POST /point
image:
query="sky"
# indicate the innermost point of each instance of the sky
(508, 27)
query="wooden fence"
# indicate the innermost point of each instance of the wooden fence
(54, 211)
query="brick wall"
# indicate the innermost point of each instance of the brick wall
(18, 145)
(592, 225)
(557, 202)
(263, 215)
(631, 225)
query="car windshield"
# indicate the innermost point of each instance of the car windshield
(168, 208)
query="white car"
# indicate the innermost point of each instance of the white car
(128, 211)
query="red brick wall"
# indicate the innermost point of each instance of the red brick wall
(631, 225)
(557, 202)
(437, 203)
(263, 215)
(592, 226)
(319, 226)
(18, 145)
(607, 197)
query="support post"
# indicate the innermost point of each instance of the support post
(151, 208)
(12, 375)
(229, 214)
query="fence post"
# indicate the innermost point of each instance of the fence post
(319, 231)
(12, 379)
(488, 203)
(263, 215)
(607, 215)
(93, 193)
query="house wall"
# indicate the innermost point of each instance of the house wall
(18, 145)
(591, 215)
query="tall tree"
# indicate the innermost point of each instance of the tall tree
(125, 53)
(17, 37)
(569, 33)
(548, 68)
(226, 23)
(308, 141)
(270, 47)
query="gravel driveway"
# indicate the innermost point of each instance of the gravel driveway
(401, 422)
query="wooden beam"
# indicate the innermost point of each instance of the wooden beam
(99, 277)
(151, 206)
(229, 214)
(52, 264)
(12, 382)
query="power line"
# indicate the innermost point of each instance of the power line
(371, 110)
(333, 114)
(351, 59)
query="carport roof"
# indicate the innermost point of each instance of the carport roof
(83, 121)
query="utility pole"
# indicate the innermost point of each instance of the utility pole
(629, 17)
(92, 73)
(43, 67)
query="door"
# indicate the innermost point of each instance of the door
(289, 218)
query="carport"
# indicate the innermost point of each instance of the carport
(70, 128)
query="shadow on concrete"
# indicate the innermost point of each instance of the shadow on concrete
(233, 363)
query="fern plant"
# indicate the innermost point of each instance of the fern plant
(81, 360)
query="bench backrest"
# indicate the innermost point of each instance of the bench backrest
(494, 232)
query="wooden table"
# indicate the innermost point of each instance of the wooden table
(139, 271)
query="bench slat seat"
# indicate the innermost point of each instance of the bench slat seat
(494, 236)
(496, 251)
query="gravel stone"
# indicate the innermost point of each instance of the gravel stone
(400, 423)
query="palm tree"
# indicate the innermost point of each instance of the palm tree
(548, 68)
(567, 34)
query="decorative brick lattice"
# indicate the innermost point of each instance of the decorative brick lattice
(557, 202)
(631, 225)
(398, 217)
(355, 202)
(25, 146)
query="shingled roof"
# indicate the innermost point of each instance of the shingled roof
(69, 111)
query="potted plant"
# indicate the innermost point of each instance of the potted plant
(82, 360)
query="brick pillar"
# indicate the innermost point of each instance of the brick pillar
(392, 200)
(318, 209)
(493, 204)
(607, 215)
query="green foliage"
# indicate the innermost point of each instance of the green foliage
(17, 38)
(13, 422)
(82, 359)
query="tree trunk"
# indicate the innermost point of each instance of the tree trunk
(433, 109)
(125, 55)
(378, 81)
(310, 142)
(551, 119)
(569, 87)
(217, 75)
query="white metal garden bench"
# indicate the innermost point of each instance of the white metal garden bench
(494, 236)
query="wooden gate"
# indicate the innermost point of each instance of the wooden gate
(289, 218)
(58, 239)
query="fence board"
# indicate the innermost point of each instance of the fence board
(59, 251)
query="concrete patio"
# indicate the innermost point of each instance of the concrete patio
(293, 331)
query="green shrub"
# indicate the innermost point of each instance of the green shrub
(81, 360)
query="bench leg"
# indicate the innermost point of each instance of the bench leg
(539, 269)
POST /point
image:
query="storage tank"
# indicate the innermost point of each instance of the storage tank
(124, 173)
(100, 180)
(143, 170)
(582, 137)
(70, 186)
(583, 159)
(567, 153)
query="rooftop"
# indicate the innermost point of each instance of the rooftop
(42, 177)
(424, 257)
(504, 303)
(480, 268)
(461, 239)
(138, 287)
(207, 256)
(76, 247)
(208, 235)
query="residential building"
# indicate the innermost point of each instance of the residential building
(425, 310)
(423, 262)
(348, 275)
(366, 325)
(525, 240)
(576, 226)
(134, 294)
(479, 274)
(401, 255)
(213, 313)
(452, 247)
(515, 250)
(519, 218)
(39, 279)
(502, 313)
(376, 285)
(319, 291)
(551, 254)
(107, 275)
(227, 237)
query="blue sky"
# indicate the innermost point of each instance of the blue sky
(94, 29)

________________________________________

OBJECTIVE:
Take the lines above and print them exactly.

RESULT OF THIS EXERCISE:
POST /point
image:
query="sky"
# indicate the innermost point of each instance of the sky
(508, 27)
query="wooden fence"
# indicate the innermost point of each instance of the wooden fence
(54, 211)
query="brick wall"
# indicate the innermost point of each instance of the brick wall
(18, 145)
(592, 225)
(557, 202)
(263, 215)
(631, 225)
query="car windshield"
# indicate the innermost point of each instance of the car windshield
(168, 208)
query="white car"
# indicate the innermost point of each instance of the white car
(128, 211)
query="red brick wall"
# indicate the innermost point of each instance of the red brick wall
(631, 225)
(557, 202)
(437, 203)
(263, 215)
(592, 226)
(319, 226)
(18, 145)
(607, 197)
query="support post"
# indicate the innermost point of each instance of the support post
(151, 208)
(12, 375)
(229, 214)
query="fence post"
# indicate the innermost point of each instance of the fence post
(319, 231)
(12, 379)
(488, 203)
(263, 215)
(607, 215)
(93, 193)
query="house wall"
# indicate the innermost point of each instance of the house wall
(18, 145)
(591, 215)
query="tall tree"
# indicate the innermost point of each instance of the tall tree
(125, 53)
(17, 37)
(569, 33)
(548, 68)
(226, 23)
(308, 141)
(270, 47)
query="gravel driveway"
# indicate the innermost point of each instance of the gravel driveway
(401, 422)
query="wooden beam"
# indicate the innermost point of each instance of the wooden beam
(99, 277)
(151, 206)
(229, 214)
(52, 264)
(12, 382)
query="power line"
# indicate the innermost point of each instance of the power line
(371, 110)
(333, 114)
(351, 59)
query="carport roof"
# indicate the innermost point of each instance of the carport roof
(83, 121)
query="utility pole"
# indicate the innermost point of each instance of the utility pole
(629, 17)
(92, 73)
(43, 67)
query="door"
# indicate the innermost point of each instance of the door
(289, 218)
query="carport"
# indicate the innermost point of each instance of the carport
(70, 128)
query="shadow on concrete"
# indicate the innermost point of each instance of the shadow on concrete
(233, 363)
query="fern plant"
# indicate the innermost point of each instance of the fern plant
(81, 360)
query="bench backrest"
# indicate the innermost point of each instance of the bench backrest
(494, 232)
query="wooden table"
# indicate the innermost point of each instance of the wooden table
(139, 271)
query="bench slat seat"
# indicate the innermost point of each instance of the bench slat seat
(494, 236)
(496, 251)
query="gravel stone"
# indicate the innermost point of each instance of the gravel stone
(400, 423)
query="palm tree"
# indicate the innermost point of each instance of the palm tree
(548, 68)
(567, 34)
query="decorative brick lattice"
# indicate the innermost point of each instance of the decorative brick lattice
(557, 202)
(631, 225)
(398, 217)
(355, 202)
(25, 146)
query="shingled roof"
# indicate the innermost point of each instance of the shingled roof
(69, 111)
query="potted plant"
# indicate the innermost point of each instance of the potted plant
(82, 360)
query="brick pillar"
# indicate the innermost point of each instance of the brick pillar
(392, 200)
(318, 209)
(493, 204)
(607, 215)
query="green foliage"
# indicate the innermost point of each instance of the green foliage
(17, 38)
(13, 422)
(82, 359)
query="tree trunk"
# indicate the innermost point of each instance of the tree trunk
(433, 109)
(125, 55)
(378, 81)
(310, 142)
(551, 119)
(569, 87)
(217, 75)
query="white metal garden bench"
# indicate the innermost point of each instance of the white metal garden bench
(494, 236)
query="wooden gate"
# indicate the innermost point of each instance of the wooden gate
(289, 218)
(58, 239)
query="fence board"
# indicate the innermost point of each instance of the fence board
(59, 251)
query="concrete patio"
# indicate the innermost point of each instance of the concrete patio
(293, 331)
query="green shrub"
# indicate the innermost point of each instance of the green shrub
(81, 360)
query="bench leg"
# indicate the innermost point of each instance of the bench leg
(539, 269)
POST /point
image:
query="storage tank"
# indicate the innermost point of each instance of the storage tank
(124, 173)
(100, 180)
(143, 170)
(582, 137)
(70, 186)
(583, 159)
(567, 153)
query="rooftop"
# indicate the innermost point of each instance of the rooftop
(42, 177)
(424, 257)
(504, 303)
(480, 268)
(461, 239)
(138, 287)
(207, 256)
(76, 247)
(208, 235)
query="residential building"
# indicate the innermost point of each instance of the residential building
(425, 310)
(423, 262)
(348, 275)
(366, 325)
(525, 240)
(576, 226)
(134, 294)
(479, 274)
(401, 255)
(213, 313)
(452, 247)
(515, 250)
(519, 218)
(39, 279)
(502, 313)
(376, 285)
(319, 291)
(551, 254)
(107, 275)
(227, 237)
query="blue sky"
# indicate the innermost point of each instance of the blue sky
(94, 29)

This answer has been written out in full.